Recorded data

* * * * *

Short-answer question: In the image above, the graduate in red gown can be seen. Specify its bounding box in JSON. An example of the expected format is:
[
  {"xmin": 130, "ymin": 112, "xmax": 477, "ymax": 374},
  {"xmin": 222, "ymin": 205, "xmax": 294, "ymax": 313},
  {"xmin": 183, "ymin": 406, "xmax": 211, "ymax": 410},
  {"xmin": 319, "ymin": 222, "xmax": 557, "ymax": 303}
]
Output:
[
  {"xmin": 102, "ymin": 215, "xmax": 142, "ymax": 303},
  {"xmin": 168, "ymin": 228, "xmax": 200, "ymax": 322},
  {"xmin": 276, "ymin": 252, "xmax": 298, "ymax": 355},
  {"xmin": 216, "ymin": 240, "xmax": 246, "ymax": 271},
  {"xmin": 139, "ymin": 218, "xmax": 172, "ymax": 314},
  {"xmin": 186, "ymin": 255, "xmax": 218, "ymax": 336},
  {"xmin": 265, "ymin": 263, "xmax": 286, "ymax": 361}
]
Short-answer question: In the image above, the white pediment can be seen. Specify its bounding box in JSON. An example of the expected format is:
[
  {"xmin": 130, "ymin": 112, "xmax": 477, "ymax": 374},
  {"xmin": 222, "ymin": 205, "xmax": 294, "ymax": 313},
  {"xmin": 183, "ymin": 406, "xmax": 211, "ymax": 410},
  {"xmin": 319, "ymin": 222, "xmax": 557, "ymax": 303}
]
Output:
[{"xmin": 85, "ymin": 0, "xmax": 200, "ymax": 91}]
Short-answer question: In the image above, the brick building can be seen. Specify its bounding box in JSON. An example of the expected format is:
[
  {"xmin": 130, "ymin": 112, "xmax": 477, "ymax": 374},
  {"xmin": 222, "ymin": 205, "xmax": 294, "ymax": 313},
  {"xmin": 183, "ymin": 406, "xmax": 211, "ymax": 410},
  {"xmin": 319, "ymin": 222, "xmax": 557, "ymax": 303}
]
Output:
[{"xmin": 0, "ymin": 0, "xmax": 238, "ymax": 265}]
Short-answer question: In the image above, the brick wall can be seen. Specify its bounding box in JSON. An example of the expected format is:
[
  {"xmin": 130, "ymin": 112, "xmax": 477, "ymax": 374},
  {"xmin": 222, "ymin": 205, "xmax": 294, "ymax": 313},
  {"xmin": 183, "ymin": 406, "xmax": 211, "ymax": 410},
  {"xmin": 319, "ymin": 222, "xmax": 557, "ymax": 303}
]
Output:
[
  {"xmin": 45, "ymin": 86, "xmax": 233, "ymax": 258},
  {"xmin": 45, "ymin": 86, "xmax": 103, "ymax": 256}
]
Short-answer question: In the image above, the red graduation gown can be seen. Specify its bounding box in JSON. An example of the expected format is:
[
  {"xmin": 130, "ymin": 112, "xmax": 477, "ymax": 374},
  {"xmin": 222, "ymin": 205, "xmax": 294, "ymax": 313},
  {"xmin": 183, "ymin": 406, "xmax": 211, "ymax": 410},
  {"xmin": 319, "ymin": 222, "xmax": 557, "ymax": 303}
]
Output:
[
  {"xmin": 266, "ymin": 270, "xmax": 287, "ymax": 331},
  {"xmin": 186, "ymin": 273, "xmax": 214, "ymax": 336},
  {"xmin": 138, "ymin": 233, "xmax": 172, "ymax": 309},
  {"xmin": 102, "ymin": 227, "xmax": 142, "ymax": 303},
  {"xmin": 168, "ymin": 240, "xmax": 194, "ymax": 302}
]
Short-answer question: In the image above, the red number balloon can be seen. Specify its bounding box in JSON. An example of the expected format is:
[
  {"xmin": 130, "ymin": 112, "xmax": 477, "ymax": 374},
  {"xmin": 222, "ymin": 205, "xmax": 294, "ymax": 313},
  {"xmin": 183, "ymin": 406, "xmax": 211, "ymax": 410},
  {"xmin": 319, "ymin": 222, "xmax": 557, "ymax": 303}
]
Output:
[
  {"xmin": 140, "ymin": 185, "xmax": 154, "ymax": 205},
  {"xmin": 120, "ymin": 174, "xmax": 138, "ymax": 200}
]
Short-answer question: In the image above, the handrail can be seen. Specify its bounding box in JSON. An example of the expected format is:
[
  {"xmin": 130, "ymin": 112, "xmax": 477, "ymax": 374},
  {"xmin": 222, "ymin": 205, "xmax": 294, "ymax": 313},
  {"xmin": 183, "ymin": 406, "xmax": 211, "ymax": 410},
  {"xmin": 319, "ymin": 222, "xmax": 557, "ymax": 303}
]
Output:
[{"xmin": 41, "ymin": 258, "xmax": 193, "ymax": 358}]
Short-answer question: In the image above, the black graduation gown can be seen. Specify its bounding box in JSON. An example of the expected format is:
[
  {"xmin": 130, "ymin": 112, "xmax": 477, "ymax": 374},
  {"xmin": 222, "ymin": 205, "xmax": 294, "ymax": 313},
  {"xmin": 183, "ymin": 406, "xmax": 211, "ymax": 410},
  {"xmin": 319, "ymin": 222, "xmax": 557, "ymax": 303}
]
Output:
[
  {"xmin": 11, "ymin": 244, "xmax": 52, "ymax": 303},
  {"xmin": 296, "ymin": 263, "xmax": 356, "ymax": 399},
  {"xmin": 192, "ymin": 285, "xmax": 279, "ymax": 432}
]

* * * * *

* **Exercise brief**
Duplicate all of the items above line for line, keeping every character the same.

* **Result**
Short-answer question: In the image above, the graduate in red gown can be seen. Specify its bounding box in JSON. An example of the expected format is:
[
  {"xmin": 130, "ymin": 112, "xmax": 477, "ymax": 374},
  {"xmin": 222, "ymin": 205, "xmax": 294, "ymax": 313},
  {"xmin": 183, "ymin": 406, "xmax": 211, "ymax": 410},
  {"xmin": 319, "ymin": 222, "xmax": 557, "ymax": 303}
]
Output:
[
  {"xmin": 102, "ymin": 215, "xmax": 142, "ymax": 303},
  {"xmin": 168, "ymin": 228, "xmax": 200, "ymax": 322},
  {"xmin": 276, "ymin": 252, "xmax": 298, "ymax": 355},
  {"xmin": 216, "ymin": 240, "xmax": 246, "ymax": 271},
  {"xmin": 139, "ymin": 218, "xmax": 172, "ymax": 314},
  {"xmin": 186, "ymin": 255, "xmax": 218, "ymax": 336},
  {"xmin": 265, "ymin": 263, "xmax": 286, "ymax": 361}
]
Short-answer question: In the image above, the white pediment can be seen. Specify its bounding box in JSON. An example of the expected format is:
[
  {"xmin": 130, "ymin": 112, "xmax": 477, "ymax": 374},
  {"xmin": 222, "ymin": 205, "xmax": 294, "ymax": 313},
  {"xmin": 183, "ymin": 406, "xmax": 211, "ymax": 410},
  {"xmin": 319, "ymin": 222, "xmax": 557, "ymax": 303}
]
Output:
[{"xmin": 85, "ymin": 0, "xmax": 200, "ymax": 91}]
Short-answer question: In the image above, the brick building can be seen. Specify its bounding box in JSON. An example of the expected format is:
[
  {"xmin": 130, "ymin": 112, "xmax": 477, "ymax": 374},
  {"xmin": 222, "ymin": 205, "xmax": 294, "ymax": 313},
  {"xmin": 183, "ymin": 406, "xmax": 211, "ymax": 410},
  {"xmin": 319, "ymin": 222, "xmax": 557, "ymax": 303}
]
Output:
[{"xmin": 0, "ymin": 0, "xmax": 238, "ymax": 265}]
Short-answer question: In the image above, the brick wall can be seen. Specify its bounding box in JSON. An example of the expected format is:
[
  {"xmin": 130, "ymin": 112, "xmax": 477, "ymax": 374},
  {"xmin": 222, "ymin": 205, "xmax": 294, "ymax": 313},
  {"xmin": 183, "ymin": 406, "xmax": 211, "ymax": 410},
  {"xmin": 319, "ymin": 222, "xmax": 557, "ymax": 303}
]
Output:
[
  {"xmin": 45, "ymin": 86, "xmax": 233, "ymax": 258},
  {"xmin": 45, "ymin": 86, "xmax": 103, "ymax": 256}
]
Short-answer question: In the image above, the red graduation gown can be seen. Specify its bounding box in JSON. An example of the expected format is:
[
  {"xmin": 130, "ymin": 112, "xmax": 477, "ymax": 374},
  {"xmin": 222, "ymin": 205, "xmax": 294, "ymax": 313},
  {"xmin": 183, "ymin": 406, "xmax": 211, "ymax": 410},
  {"xmin": 319, "ymin": 222, "xmax": 557, "ymax": 303}
]
Output:
[
  {"xmin": 266, "ymin": 270, "xmax": 287, "ymax": 331},
  {"xmin": 186, "ymin": 273, "xmax": 214, "ymax": 336},
  {"xmin": 138, "ymin": 233, "xmax": 172, "ymax": 309},
  {"xmin": 102, "ymin": 227, "xmax": 142, "ymax": 303},
  {"xmin": 168, "ymin": 240, "xmax": 194, "ymax": 302}
]
Short-answer question: In the image above, the red number balloon can be seen. Specify its bounding box in JSON. An example of the expected format is:
[
  {"xmin": 130, "ymin": 112, "xmax": 477, "ymax": 374},
  {"xmin": 222, "ymin": 205, "xmax": 294, "ymax": 313},
  {"xmin": 183, "ymin": 406, "xmax": 211, "ymax": 410},
  {"xmin": 319, "ymin": 222, "xmax": 557, "ymax": 303}
]
Output:
[
  {"xmin": 140, "ymin": 185, "xmax": 154, "ymax": 205},
  {"xmin": 120, "ymin": 174, "xmax": 138, "ymax": 200}
]
Short-answer question: In the image above, the handrail can be seen. Specify its bounding box in JSON. An example of the expected format is:
[
  {"xmin": 130, "ymin": 112, "xmax": 477, "ymax": 374},
  {"xmin": 222, "ymin": 205, "xmax": 294, "ymax": 313},
  {"xmin": 183, "ymin": 406, "xmax": 211, "ymax": 410},
  {"xmin": 319, "ymin": 222, "xmax": 557, "ymax": 303}
]
Output:
[{"xmin": 41, "ymin": 258, "xmax": 193, "ymax": 358}]
Short-answer question: In the image above, the black graduation gown can be seen. Specify its bounding box in JSON. An example of the expected format is:
[
  {"xmin": 130, "ymin": 112, "xmax": 477, "ymax": 374},
  {"xmin": 222, "ymin": 205, "xmax": 294, "ymax": 313},
  {"xmin": 183, "ymin": 406, "xmax": 211, "ymax": 410},
  {"xmin": 319, "ymin": 222, "xmax": 557, "ymax": 303}
]
Output:
[
  {"xmin": 11, "ymin": 244, "xmax": 52, "ymax": 303},
  {"xmin": 296, "ymin": 263, "xmax": 356, "ymax": 399},
  {"xmin": 192, "ymin": 285, "xmax": 279, "ymax": 432}
]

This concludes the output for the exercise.